§ Aim:
Transcribe all of the material below word for word and leave out its pictures.

Records excerpted from a collection
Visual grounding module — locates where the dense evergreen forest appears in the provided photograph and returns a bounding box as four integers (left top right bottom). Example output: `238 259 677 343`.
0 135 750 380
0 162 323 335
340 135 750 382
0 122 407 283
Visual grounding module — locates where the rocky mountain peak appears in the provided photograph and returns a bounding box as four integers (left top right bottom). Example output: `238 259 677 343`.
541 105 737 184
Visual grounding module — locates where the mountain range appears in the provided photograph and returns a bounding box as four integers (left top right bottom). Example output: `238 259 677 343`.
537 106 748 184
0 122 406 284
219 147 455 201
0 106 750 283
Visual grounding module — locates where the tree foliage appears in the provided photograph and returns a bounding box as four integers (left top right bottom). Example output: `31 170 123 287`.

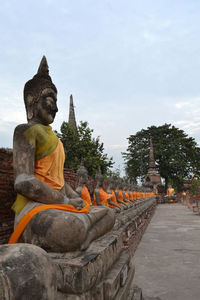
56 121 114 176
123 124 200 190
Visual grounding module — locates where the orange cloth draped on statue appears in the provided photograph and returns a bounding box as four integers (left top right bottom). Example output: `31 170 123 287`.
118 190 127 203
81 184 92 206
125 191 129 201
129 192 134 201
34 139 65 191
111 190 122 205
8 204 89 244
93 187 111 206
9 126 90 244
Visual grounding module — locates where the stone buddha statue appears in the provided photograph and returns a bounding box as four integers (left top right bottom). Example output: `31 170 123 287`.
119 181 132 207
115 179 128 209
107 177 121 212
10 57 115 252
93 169 112 207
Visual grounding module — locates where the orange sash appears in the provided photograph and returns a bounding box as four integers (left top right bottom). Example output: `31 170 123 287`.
81 184 92 205
118 190 126 203
129 192 134 201
93 188 111 206
125 191 129 201
8 204 89 244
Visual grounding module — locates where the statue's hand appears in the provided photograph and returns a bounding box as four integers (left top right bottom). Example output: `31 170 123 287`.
68 197 85 210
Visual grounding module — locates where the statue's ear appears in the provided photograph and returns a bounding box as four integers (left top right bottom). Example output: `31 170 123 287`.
26 94 34 120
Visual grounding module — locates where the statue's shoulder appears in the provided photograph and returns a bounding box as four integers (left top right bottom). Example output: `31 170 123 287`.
14 123 30 135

§ Completed exercise:
Visual grounding module — locates where the dense evergreen forest appears in the provided photograph and returns a bounding box as four integers (left top right bottom). Example output: `238 259 677 343`.
0 135 750 380
0 162 323 335
340 135 750 382
0 122 407 283
Visual grounding module — locates where the rocky mountain peak appears in the provided photograph and returns a bounding box as four integers (left top right bottom). Example output: `238 259 677 343`.
541 105 737 184
Visual grounding module — locates where the mountain range appears in the provided photograph and returns a bounding box as four integers (left top right bottom). Example output: `238 259 677 343`.
537 106 748 184
0 122 406 284
219 147 455 201
0 106 750 283
Visual grounding module — locates where the tree foliage appears in the provided photograph and returns a bounding box as four integers (left top right bottom). Example output: `31 170 123 287`.

56 121 114 176
123 124 200 190
Visual grounding module — locates where the orange cloth draped on statue appears in the provided photograph and returns a bounding box as four integers (left top right bottom). Example output: `31 170 123 287`.
118 190 127 203
81 184 92 206
125 191 129 201
129 192 134 201
34 139 65 191
111 190 122 205
8 204 89 244
93 187 111 206
9 126 90 244
Visual grounding module — locates where the stone buddha statue appears in the provided photograph and returns a bounding box as four integers (left top right bottom). Example output: `31 170 123 287`.
119 181 132 207
115 179 128 209
107 177 121 212
10 57 115 252
93 169 112 207
Visual grounding module — locates where the orange sash appears in the provided photograph and returns a bounding box as four integers (left top right bottom). Example output: `31 170 123 287`.
81 184 92 205
118 190 126 203
129 192 134 201
93 188 111 206
125 191 129 201
8 204 89 244
Visual grounding module — locates where the statue's hand appears in the provided photograph and returns a bounding box as four integers (left top right bottom). Example output: `31 170 123 287`.
68 197 85 210
Visual grounding module — locates where the statue's ear appears in the provided photograph and returns a bounding box as four integers (left top right bottom). Example output: `31 170 123 287`.
26 94 34 120
Visual grounding module — locates where the statue's shoulder appears in the provided photograph and returns a bounding box as four integers (left top right bottom). Example output: `31 170 123 287`.
14 123 30 135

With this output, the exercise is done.